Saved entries
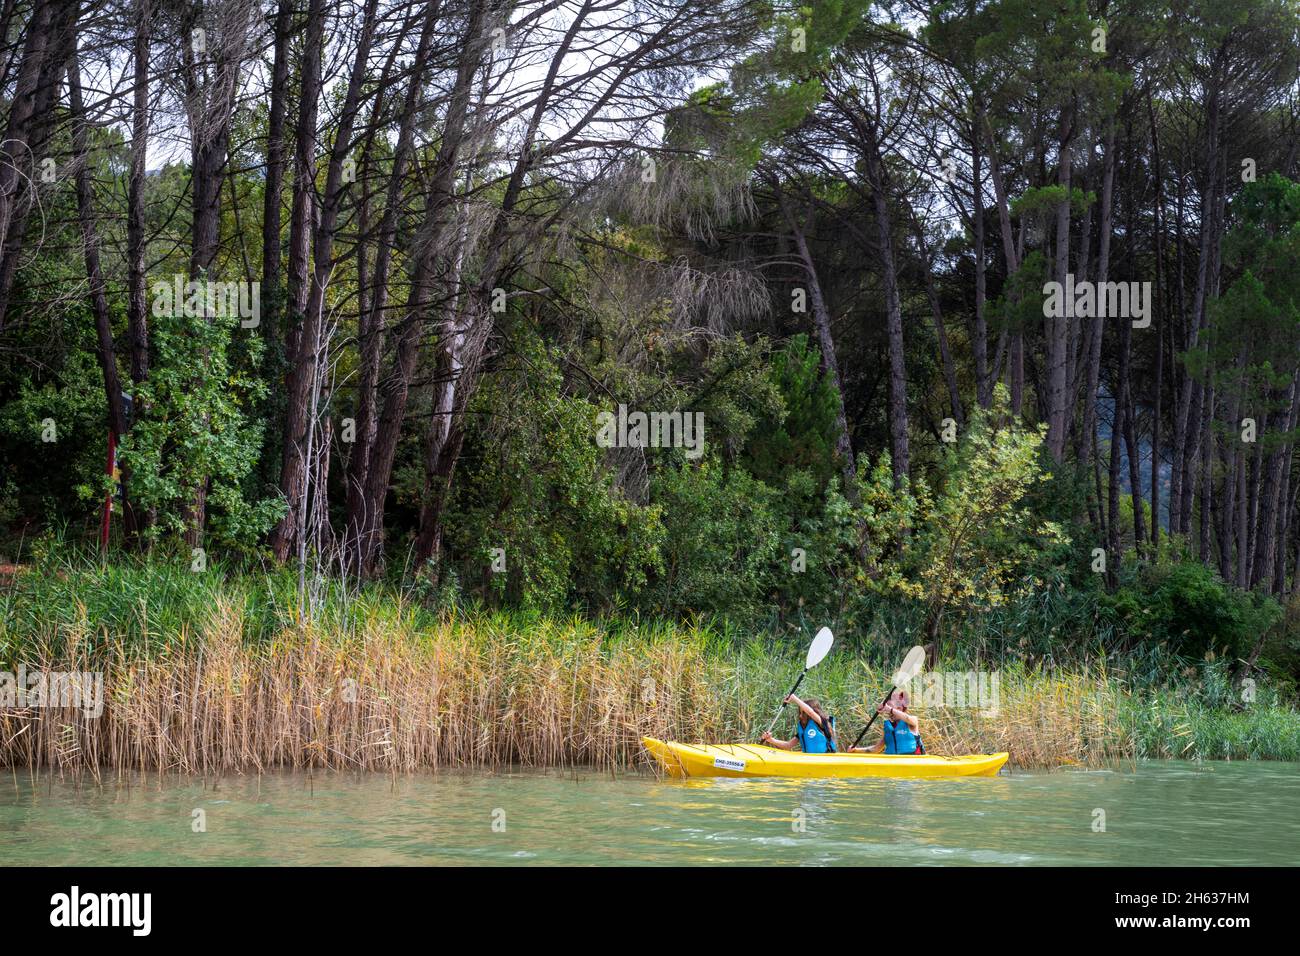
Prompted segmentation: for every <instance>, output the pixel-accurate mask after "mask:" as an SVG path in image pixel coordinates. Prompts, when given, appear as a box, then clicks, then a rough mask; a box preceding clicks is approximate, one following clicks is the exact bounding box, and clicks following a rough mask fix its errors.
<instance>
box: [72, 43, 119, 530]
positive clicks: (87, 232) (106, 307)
mask: <svg viewBox="0 0 1300 956" xmlns="http://www.w3.org/2000/svg"><path fill="white" fill-rule="evenodd" d="M74 43H75V42H74ZM68 100H69V107H70V109H72V122H73V135H72V140H73V165H74V169H75V173H74V179H75V183H77V217H78V220H79V222H81V234H82V252H83V254H85V260H86V278H87V284H88V286H90V306H91V315H92V316H94V317H95V337H96V341H98V343H99V349H98V354H99V365H100V371H101V372H103V373H104V393H105V395H107V399H108V427H109V428H110V429H112V432H113V436H114V441H116V440H117V438H120V437H121V436H123V434H126V428H127V421H126V403H125V402H123V399H122V381H121V377H120V375H118V372H117V350H116V349H114V346H113V324H112V317H110V316H109V310H108V289H107V286H105V284H104V272H103V269H101V268H100V260H99V230H98V229H96V228H95V193H94V186H92V183H91V178H90V157H88V148H87V142H88V137H87V130H86V127H87V118H86V105H85V103H83V101H82V85H81V66H79V65H78V61H77V56H75V53H74V55H73V56H72V57H70V59H69V62H68ZM121 486H122V516H123V525H125V528H126V532H127V535H129V536H134V533H135V511H134V509H133V507H131V498H130V481H129V476H127V475H126V473H122V476H121Z"/></svg>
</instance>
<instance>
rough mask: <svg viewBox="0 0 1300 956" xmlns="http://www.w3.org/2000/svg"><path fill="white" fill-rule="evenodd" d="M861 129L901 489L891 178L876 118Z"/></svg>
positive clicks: (901, 428)
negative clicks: (873, 233)
mask: <svg viewBox="0 0 1300 956" xmlns="http://www.w3.org/2000/svg"><path fill="white" fill-rule="evenodd" d="M861 129H862V131H863V134H865V135H863V139H865V146H866V153H867V155H866V157H865V159H866V166H867V176H868V177H870V179H871V204H872V211H874V213H875V220H876V242H878V245H879V250H880V274H881V280H883V285H884V293H885V326H887V330H888V336H889V450H891V454H892V463H893V480H894V488H900V489H901V488H906V485H907V472H909V471H910V470H911V454H910V450H909V446H907V373H906V368H905V367H904V356H905V352H904V339H902V302H901V300H900V298H898V271H897V265H896V259H894V251H893V217H892V216H891V213H889V195H888V185H887V183H888V181H887V174H885V169H884V157H883V156H881V155H880V142H879V139H878V133H876V127H875V121H874V120H867V121H865V122H863V124H861Z"/></svg>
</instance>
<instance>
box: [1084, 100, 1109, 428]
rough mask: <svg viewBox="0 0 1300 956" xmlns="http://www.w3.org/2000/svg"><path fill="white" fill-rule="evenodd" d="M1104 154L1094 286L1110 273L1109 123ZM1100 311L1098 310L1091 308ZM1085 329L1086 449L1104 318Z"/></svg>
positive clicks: (1100, 382) (1099, 354)
mask: <svg viewBox="0 0 1300 956" xmlns="http://www.w3.org/2000/svg"><path fill="white" fill-rule="evenodd" d="M1102 150H1104V151H1105V156H1104V157H1102V169H1101V200H1100V202H1101V208H1100V209H1099V216H1097V273H1096V274H1097V277H1096V282H1097V287H1099V289H1100V287H1101V284H1102V282H1106V281H1109V277H1110V237H1112V234H1113V233H1114V229H1113V225H1112V220H1113V207H1114V194H1115V131H1114V127H1113V126H1110V127H1108V129H1106V134H1105V138H1104V143H1102ZM1095 311H1100V310H1095ZM1089 323H1091V332H1089V333H1088V350H1089V351H1088V358H1087V378H1086V384H1084V392H1083V427H1082V434H1080V438H1082V442H1080V447H1082V449H1083V450H1084V451H1086V453H1087V451H1088V450H1091V449H1092V446H1093V441H1092V434H1093V432H1096V429H1097V388H1099V386H1100V384H1101V345H1102V338H1104V336H1105V328H1106V324H1105V320H1104V319H1102V317H1101V316H1096V315H1095V316H1093V317H1092V319H1091V320H1089Z"/></svg>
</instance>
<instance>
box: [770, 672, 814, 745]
mask: <svg viewBox="0 0 1300 956" xmlns="http://www.w3.org/2000/svg"><path fill="white" fill-rule="evenodd" d="M806 674H807V669H806V667H805V669H803V674H800V679H798V680H796V682H794V687H792V688H790V693H794V692H796V691H798V689H800V684H802V683H803V676H805V675H806ZM790 693H788V695H785V697H789V696H790ZM785 697H783V698H781V710H777V711H776V717H774V718H772V722H771V723H770V724H767V732H768V734H771V732H772V727H775V726H776V722H777V721H780V719H781V711H783V710H785Z"/></svg>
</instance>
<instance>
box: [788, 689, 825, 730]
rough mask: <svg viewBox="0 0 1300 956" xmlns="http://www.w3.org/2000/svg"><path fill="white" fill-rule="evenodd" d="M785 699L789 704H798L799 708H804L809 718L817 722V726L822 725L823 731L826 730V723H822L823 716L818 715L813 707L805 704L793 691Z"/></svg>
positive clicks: (821, 727) (801, 708) (798, 706)
mask: <svg viewBox="0 0 1300 956" xmlns="http://www.w3.org/2000/svg"><path fill="white" fill-rule="evenodd" d="M785 700H787V702H789V704H796V705H798V709H800V710H802V711H803V713H805V714H807V715H809V719H810V721H813V722H815V723H816V726H818V727H820V728H822V731H823V732H826V724H823V723H822V718H820V717H818V715H816V711H815V710H814V709H813V708H810V706H809V705H807V704H805V702H803V701H801V700H800V698H798V697H796V696H794V695H793V693H792V695H790V696H789V697H787V698H785Z"/></svg>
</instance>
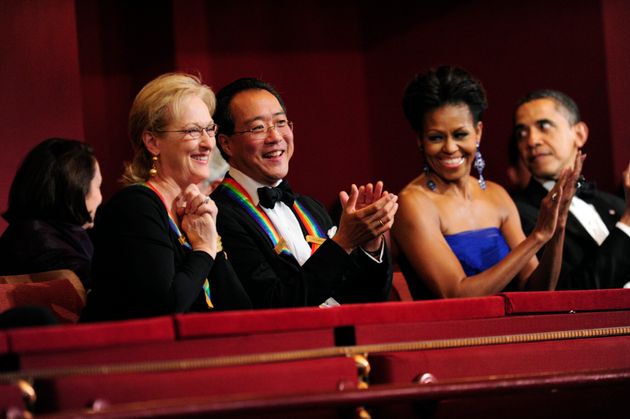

## What is needed:
With the pictures removed, the entries above should be transcribed exactly.

## Written solution:
Prompted segmentation: for every <instance>, output the pixel-accurate mask after "mask:" as an SVG path in image pixel coordinates. Prompts, when given, appear as a box, then clicks, then a rough mask; a box preceding clicks is approximate, one following clicks is the exact bounding box, and clicks following a rough mask fix its errors.
<instance>
box: [72, 43, 119, 530]
positive clicks: (87, 232) (106, 307)
mask: <svg viewBox="0 0 1300 956" xmlns="http://www.w3.org/2000/svg"><path fill="white" fill-rule="evenodd" d="M74 43H75V42H74ZM68 100H69V107H70V109H72V122H73V135H72V140H73V165H74V169H75V173H74V179H75V183H77V217H78V220H79V222H81V234H82V252H83V254H85V260H86V278H87V284H88V286H90V306H91V315H92V316H94V317H95V337H96V341H98V343H99V349H98V354H99V365H100V371H101V372H103V373H104V393H105V395H107V399H108V427H109V428H110V429H112V432H113V436H114V441H116V440H117V438H120V437H121V436H123V434H126V428H127V421H126V403H125V402H123V399H122V381H121V377H120V375H118V372H117V350H116V349H114V346H113V324H112V317H110V316H109V310H108V289H107V286H105V284H104V272H103V269H101V268H100V260H99V230H98V229H96V228H95V193H94V186H92V183H91V178H90V157H88V148H87V142H88V137H87V130H86V127H87V118H86V105H85V103H83V101H82V85H81V66H79V65H78V61H77V56H75V53H74V55H73V56H72V57H70V59H69V62H68ZM121 486H122V516H123V525H125V528H126V532H127V535H129V536H134V533H135V511H134V509H133V507H131V498H130V481H129V476H127V475H126V473H122V476H121Z"/></svg>
</instance>
<instance>
rough mask: <svg viewBox="0 0 1300 956" xmlns="http://www.w3.org/2000/svg"><path fill="white" fill-rule="evenodd" d="M861 129L901 489L891 178L876 118Z"/></svg>
positive clicks: (901, 428)
negative clicks: (873, 233)
mask: <svg viewBox="0 0 1300 956" xmlns="http://www.w3.org/2000/svg"><path fill="white" fill-rule="evenodd" d="M861 129H862V131H863V134H865V135H863V139H865V146H866V153H867V155H866V157H865V159H866V166H867V176H868V177H870V179H871V204H872V211H874V213H875V220H876V242H878V245H879V250H880V274H881V280H883V285H884V293H885V326H887V330H888V336H889V450H891V454H892V463H893V480H894V488H900V489H901V488H906V485H907V472H909V471H910V470H911V454H910V450H909V446H907V373H906V368H905V367H904V356H905V352H904V339H902V302H901V300H900V298H898V271H897V265H896V259H894V251H893V217H892V216H891V213H889V195H888V185H887V183H888V181H887V174H885V169H884V157H883V156H881V155H880V142H879V139H878V133H876V127H875V121H874V120H867V121H865V122H863V124H861Z"/></svg>
</instance>
<instance>
box: [1084, 100, 1109, 428]
rough mask: <svg viewBox="0 0 1300 956" xmlns="http://www.w3.org/2000/svg"><path fill="white" fill-rule="evenodd" d="M1104 154L1094 286L1110 273L1109 123ZM1100 311L1098 310L1091 308ZM1085 329L1086 449L1104 318Z"/></svg>
positive clicks: (1100, 382) (1099, 354)
mask: <svg viewBox="0 0 1300 956" xmlns="http://www.w3.org/2000/svg"><path fill="white" fill-rule="evenodd" d="M1102 150H1104V151H1105V156H1104V157H1102V169H1101V200H1100V202H1101V208H1100V209H1099V216H1097V273H1096V274H1097V277H1096V282H1097V287H1099V289H1100V287H1101V284H1102V282H1106V281H1109V277H1110V237H1112V234H1113V233H1114V229H1113V225H1112V220H1113V207H1114V194H1115V131H1114V127H1113V126H1110V127H1108V129H1106V134H1105V138H1104V143H1102ZM1095 311H1100V310H1095ZM1089 323H1091V332H1089V333H1088V350H1089V351H1088V358H1087V378H1086V384H1084V392H1083V427H1082V434H1080V438H1082V442H1080V447H1082V449H1083V450H1084V451H1086V453H1087V451H1088V450H1091V449H1092V446H1093V441H1092V434H1093V432H1096V429H1097V388H1099V386H1100V384H1101V345H1102V338H1104V336H1105V328H1106V324H1105V320H1104V319H1102V317H1101V316H1096V315H1095V316H1093V317H1092V319H1091V320H1089Z"/></svg>
</instance>
<instance>
box: [770, 672, 814, 745]
mask: <svg viewBox="0 0 1300 956" xmlns="http://www.w3.org/2000/svg"><path fill="white" fill-rule="evenodd" d="M806 674H807V669H806V667H805V669H803V674H800V679H798V680H796V682H794V687H792V688H790V693H794V692H796V691H798V689H800V684H802V683H803V676H805V675H806ZM790 693H788V695H785V697H789V696H790ZM785 697H783V698H781V710H777V711H776V717H774V718H772V722H771V723H770V724H767V732H768V734H771V732H772V727H775V726H776V722H777V721H780V719H781V711H783V710H785Z"/></svg>
</instance>
<instance>
box: [788, 689, 825, 730]
rough mask: <svg viewBox="0 0 1300 956" xmlns="http://www.w3.org/2000/svg"><path fill="white" fill-rule="evenodd" d="M785 699L789 704H798L799 708H804L809 718L817 722V726L822 725L823 731L826 730V723H822L823 716L818 715L813 707L805 704L793 691Z"/></svg>
positive clicks: (821, 727) (801, 708) (798, 706)
mask: <svg viewBox="0 0 1300 956" xmlns="http://www.w3.org/2000/svg"><path fill="white" fill-rule="evenodd" d="M785 700H787V702H789V704H796V705H798V709H800V710H802V711H803V713H805V714H807V715H809V719H810V721H813V722H815V723H816V726H818V727H820V728H822V731H823V732H826V724H823V723H822V718H820V717H818V715H816V711H815V710H814V709H813V708H810V706H809V705H807V704H805V702H803V701H801V700H800V698H798V697H796V696H794V695H793V693H792V695H790V696H789V697H787V698H785Z"/></svg>
</instance>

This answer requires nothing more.